### Given task
Can you render all of the entries below as a two-column CSV with the columns "prompt" and "points", one row per request, putting its text and its answer each in a single quoted field with line breaks replaced by spaces and the pictures left out?
────
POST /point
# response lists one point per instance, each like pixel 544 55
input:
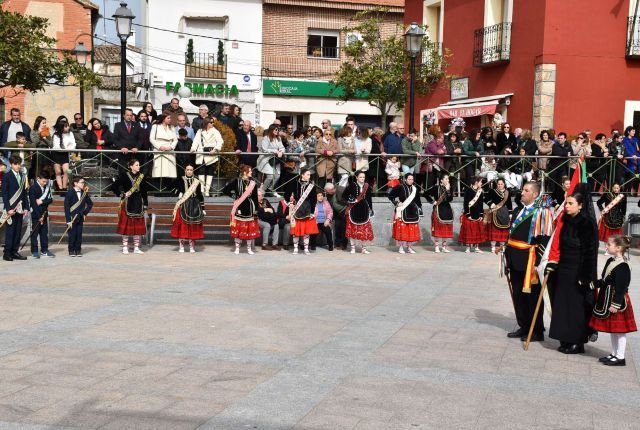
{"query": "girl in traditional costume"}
pixel 442 215
pixel 244 213
pixel 613 312
pixel 188 213
pixel 359 213
pixel 408 211
pixel 131 187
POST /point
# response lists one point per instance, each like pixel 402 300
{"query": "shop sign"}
pixel 466 112
pixel 280 87
pixel 459 88
pixel 204 89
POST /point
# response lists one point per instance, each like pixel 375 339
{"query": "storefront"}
pixel 301 103
pixel 477 113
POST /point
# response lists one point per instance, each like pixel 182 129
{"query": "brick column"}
pixel 544 94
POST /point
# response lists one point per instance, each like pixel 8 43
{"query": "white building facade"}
pixel 213 47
────
### Complete response
prompt,points
"POST /point # response lists one point per instance, each like pixel 544 55 input: {""query"": ""girl in traditional costume""}","pixel 442 215 pixel 244 213 pixel 613 312 pixel 188 213 pixel 359 213 pixel 408 211 pixel 131 187"
"POST /point # response lists one point per instance, each like pixel 402 300 {""query"": ""shop sign""}","pixel 466 112 pixel 280 87 pixel 459 88 pixel 204 89"
"POST /point # response lists one point per instance, each like pixel 375 339 {""query"": ""storefront""}","pixel 301 103 pixel 477 113"
"POST /point # response lists one point per instance, each like pixel 182 129 {""query"": ""brick column""}","pixel 544 94"
"POST /point # response lists one point per instance, each like pixel 8 43 {""query"": ""white building facade""}","pixel 213 47"